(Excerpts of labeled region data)
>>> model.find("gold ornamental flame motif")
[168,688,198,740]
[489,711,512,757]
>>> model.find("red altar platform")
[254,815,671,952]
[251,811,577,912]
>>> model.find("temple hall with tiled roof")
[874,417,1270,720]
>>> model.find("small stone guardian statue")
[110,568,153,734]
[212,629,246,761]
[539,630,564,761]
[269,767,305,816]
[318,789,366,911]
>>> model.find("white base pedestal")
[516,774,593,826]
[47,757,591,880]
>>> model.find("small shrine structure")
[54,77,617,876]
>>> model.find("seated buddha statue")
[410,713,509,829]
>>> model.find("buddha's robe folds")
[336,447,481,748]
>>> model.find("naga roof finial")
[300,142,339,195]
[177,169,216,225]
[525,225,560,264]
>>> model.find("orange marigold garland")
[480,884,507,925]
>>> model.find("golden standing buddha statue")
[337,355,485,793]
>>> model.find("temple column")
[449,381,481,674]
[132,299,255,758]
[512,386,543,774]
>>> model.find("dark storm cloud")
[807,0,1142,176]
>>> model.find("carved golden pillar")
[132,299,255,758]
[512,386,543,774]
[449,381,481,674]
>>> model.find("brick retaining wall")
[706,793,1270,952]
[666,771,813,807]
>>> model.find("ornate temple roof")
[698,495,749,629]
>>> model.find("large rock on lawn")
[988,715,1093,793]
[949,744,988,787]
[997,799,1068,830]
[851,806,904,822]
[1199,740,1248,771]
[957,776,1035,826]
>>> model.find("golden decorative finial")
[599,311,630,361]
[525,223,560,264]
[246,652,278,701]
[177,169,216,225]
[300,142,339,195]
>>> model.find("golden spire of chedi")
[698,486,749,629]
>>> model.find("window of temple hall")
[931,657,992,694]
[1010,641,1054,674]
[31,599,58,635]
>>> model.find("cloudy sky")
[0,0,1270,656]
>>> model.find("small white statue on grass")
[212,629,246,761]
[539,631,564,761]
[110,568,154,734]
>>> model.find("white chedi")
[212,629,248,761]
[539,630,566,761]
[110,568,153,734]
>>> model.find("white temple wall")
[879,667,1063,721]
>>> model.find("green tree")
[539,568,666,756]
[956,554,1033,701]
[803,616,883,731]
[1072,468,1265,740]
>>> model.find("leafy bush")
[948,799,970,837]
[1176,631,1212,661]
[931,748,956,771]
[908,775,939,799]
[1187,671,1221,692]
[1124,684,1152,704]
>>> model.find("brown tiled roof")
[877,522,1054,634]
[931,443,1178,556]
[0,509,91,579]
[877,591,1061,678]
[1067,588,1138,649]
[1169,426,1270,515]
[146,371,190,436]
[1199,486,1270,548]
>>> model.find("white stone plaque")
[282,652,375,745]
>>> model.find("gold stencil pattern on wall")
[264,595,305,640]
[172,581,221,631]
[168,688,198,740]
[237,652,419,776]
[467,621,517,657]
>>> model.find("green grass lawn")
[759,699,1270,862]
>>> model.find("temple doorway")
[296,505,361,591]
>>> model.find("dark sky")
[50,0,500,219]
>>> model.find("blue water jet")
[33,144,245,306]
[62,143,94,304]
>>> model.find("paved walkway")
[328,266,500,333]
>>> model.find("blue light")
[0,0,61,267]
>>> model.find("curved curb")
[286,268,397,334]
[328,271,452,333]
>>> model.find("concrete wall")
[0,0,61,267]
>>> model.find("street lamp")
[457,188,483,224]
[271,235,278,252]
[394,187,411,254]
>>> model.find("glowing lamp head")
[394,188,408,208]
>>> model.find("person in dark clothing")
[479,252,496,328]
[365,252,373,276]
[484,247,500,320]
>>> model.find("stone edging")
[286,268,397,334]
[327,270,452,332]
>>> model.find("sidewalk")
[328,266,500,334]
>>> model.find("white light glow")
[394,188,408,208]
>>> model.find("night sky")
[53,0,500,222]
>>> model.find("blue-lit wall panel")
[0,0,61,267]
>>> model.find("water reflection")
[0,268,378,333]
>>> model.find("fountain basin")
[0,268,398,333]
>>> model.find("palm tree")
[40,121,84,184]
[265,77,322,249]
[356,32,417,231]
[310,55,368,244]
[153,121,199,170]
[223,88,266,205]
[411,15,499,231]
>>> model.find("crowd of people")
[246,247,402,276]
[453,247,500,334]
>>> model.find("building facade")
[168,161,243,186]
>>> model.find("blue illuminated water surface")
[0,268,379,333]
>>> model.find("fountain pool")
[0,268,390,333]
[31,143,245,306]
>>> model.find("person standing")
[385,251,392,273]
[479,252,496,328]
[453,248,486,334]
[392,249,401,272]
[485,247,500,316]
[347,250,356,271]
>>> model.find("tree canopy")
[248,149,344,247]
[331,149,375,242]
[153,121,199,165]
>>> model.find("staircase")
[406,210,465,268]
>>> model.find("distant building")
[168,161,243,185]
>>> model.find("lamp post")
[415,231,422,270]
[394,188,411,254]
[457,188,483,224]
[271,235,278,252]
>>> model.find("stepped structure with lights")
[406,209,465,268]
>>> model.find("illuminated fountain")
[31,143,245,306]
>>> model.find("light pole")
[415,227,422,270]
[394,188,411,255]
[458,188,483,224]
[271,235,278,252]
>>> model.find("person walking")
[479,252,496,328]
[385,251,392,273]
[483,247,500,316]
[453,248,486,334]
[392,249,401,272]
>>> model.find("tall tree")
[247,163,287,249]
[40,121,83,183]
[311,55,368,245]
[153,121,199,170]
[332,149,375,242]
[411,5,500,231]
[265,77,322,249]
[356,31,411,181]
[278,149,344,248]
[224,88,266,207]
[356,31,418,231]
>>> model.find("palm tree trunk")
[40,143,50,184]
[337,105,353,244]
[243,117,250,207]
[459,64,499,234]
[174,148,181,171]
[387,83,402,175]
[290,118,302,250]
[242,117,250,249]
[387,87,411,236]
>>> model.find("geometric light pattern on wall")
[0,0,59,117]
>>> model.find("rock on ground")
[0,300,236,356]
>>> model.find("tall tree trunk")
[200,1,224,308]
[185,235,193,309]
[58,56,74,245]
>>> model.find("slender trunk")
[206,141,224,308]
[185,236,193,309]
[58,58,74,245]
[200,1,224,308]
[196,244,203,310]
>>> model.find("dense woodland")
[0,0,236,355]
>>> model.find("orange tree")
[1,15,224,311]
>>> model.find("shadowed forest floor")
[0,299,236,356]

- **WHAT YOU NEED TO DO**: Please copy these lines without any changes.

- **SOLUTION TO THE PROBLEM**:
>>> model.find("gold ornamental flame motif")
[168,688,198,740]
[489,711,512,757]
>>> model.find("red altar platform")
[254,815,671,952]
[251,811,577,912]
>>> model.find("temple hall with tiled roof")
[874,417,1270,720]
>>> model.find("small stone guardian statue")
[110,568,153,734]
[212,629,246,761]
[539,630,564,761]
[269,767,305,816]
[318,789,366,911]
>>> model.find("white base pedestal")
[516,774,593,826]
[47,757,591,880]
>>> model.find("small shrine structure")
[54,77,617,876]
>>> model.find("seated buddha statue")
[410,713,509,829]
>>> model.find("buddha's robe folds")
[336,447,481,748]
>>> model.find("naga roof finial")
[300,142,339,195]
[177,169,216,225]
[525,225,560,264]
>>> model.find("orange marigold garland")
[480,884,507,925]
>>> model.find("golden standing buddha statue")
[337,355,485,793]
>>> model.find("temple column")
[449,381,481,674]
[132,299,255,758]
[512,386,543,774]
>>> model.find("dark storm cloud")
[807,0,1142,176]
>>> model.find("carved golden pillar")
[132,299,255,758]
[512,386,543,774]
[449,381,481,674]
>>> model.find("brick retaining wall")
[706,793,1270,952]
[666,771,813,807]
>>> model.find("ornate temple roof")
[698,495,749,629]
>>> model.find("large rock on lawn")
[988,715,1093,793]
[949,744,988,787]
[997,799,1068,830]
[851,806,904,822]
[1199,740,1248,771]
[957,776,1035,826]
>>> model.find("golden decorative finial")
[599,311,630,361]
[525,223,560,264]
[246,652,278,701]
[177,169,216,225]
[300,142,339,195]
>>> model.find("golden spire of chedi")
[698,486,749,629]
>>> model.find("window of temple hall")
[931,657,992,694]
[1010,641,1054,674]
[31,599,58,635]
>>> model.find("cloudy sky")
[0,0,1270,656]
>>> model.find("small white statue on grass")
[212,629,246,761]
[539,631,564,761]
[110,568,154,734]
>>> model.find("white chedi")
[212,629,248,761]
[539,630,566,761]
[110,568,153,734]
>>> model.find("white temple wall")
[879,667,1063,721]
>>> model.find("green tree")
[539,568,666,756]
[956,554,1033,701]
[803,616,883,731]
[1072,468,1265,740]
>>> model.find("leafy bush")
[948,799,970,837]
[1176,631,1212,661]
[931,748,956,771]
[908,775,939,799]
[1187,671,1221,692]
[1124,684,1152,704]
>>> model.find("brown tiled roof")
[877,522,1054,634]
[931,443,1178,556]
[0,509,91,579]
[877,591,1061,678]
[1067,588,1138,649]
[1169,426,1270,515]
[146,371,190,436]
[1199,486,1270,548]
>>> model.find("white stone plaque")
[282,652,375,745]
>>> model.find("gold stencil pattern on wall")
[264,595,305,640]
[172,581,221,631]
[168,688,198,740]
[237,652,419,776]
[467,621,517,657]
>>> model.find("green grass lawn")
[759,699,1270,862]
>>> model.find("temple doorway")
[296,505,361,591]
>>> model.find("dark sky")
[50,0,500,219]
>>> model.find("blue water jet")
[33,144,245,306]
[62,143,94,304]
>>> model.find("paved walkway")
[328,266,500,333]
>>> model.find("blue light")
[0,0,61,267]
>>> model.find("curved curb")
[286,268,397,334]
[328,271,452,333]
>>> model.find("concrete wall")
[0,0,61,267]
>>> model.find("street lamp")
[457,188,483,224]
[271,235,278,252]
[394,187,411,254]
>>> model.find("glowing lamp head")
[394,188,408,208]
>>> model.find("person in dark clothing")
[479,252,496,328]
[365,252,373,276]
[484,247,500,320]
>>> model.find("stone edging")
[286,268,397,334]
[327,270,452,332]
>>> model.find("sidewalk")
[328,266,500,334]
>>> model.find("white light glow")
[394,188,408,208]
>>> model.find("night sky")
[53,0,500,222]
>>> model.find("blue-lit wall panel")
[0,0,61,267]
>>> model.find("water reflection")
[0,268,378,333]
>>> model.find("fountain basin")
[0,268,398,333]
>>> model.find("palm tree")
[40,121,84,184]
[265,77,322,249]
[356,32,417,231]
[310,55,368,244]
[153,121,199,170]
[223,88,266,205]
[411,15,499,231]
>>> model.find("crowd of people")
[246,247,402,276]
[453,247,500,334]
>>> model.find("building facade")
[168,161,243,186]
>>> model.find("blue illuminated water surface")
[0,268,379,333]
>>> model.find("fountain pool")
[0,268,390,333]
[31,143,245,306]
>>> model.find("person standing")
[385,251,392,273]
[479,252,496,328]
[453,248,486,334]
[392,249,401,272]
[485,247,500,316]
[347,250,356,271]
>>> model.find("tree canopy")
[248,149,344,247]
[331,149,375,242]
[153,121,199,165]
>>> model.find("staircase")
[406,210,465,268]
>>> model.find("distant building")
[168,161,243,185]
>>> model.find("lamp post")
[415,231,422,270]
[394,188,411,254]
[457,188,483,224]
[271,235,278,252]
>>> model.find("stepped structure with lights")
[406,209,465,268]
>>> model.find("illuminated fountain")
[31,143,245,306]
>>> model.find("light pole")
[415,227,422,270]
[394,188,411,255]
[458,188,483,224]
[271,235,278,252]
>>> model.find("person walking")
[479,252,496,328]
[385,251,392,273]
[483,247,500,316]
[453,248,486,334]
[392,249,401,272]
>>> model.find("tall tree")
[247,163,287,249]
[40,121,83,183]
[311,55,368,245]
[153,121,199,170]
[332,149,375,242]
[411,5,500,231]
[265,77,322,249]
[356,31,411,181]
[278,149,344,248]
[224,88,266,207]
[356,31,418,231]
>>> model.find("palm tree trunk")
[40,143,50,184]
[337,105,353,244]
[243,117,250,207]
[459,64,499,234]
[174,148,181,171]
[387,83,402,175]
[290,118,302,250]
[242,117,250,249]
[387,87,411,236]
>>> model.find("geometric light pattern on wall")
[0,0,59,117]
>>> model.find("rock on ground")
[0,300,236,356]
>>> model.find("tall tree trunk")
[200,1,224,308]
[185,235,193,309]
[58,56,74,245]
>>> model.find("slender trunk")
[206,141,224,308]
[185,236,193,309]
[58,58,74,245]
[200,1,224,308]
[196,244,203,310]
>>> model.find("dense woodland")
[0,0,236,355]
>>> model.find("orange tree")
[1,15,224,311]
>>> model.find("shadowed forest floor")
[0,299,236,356]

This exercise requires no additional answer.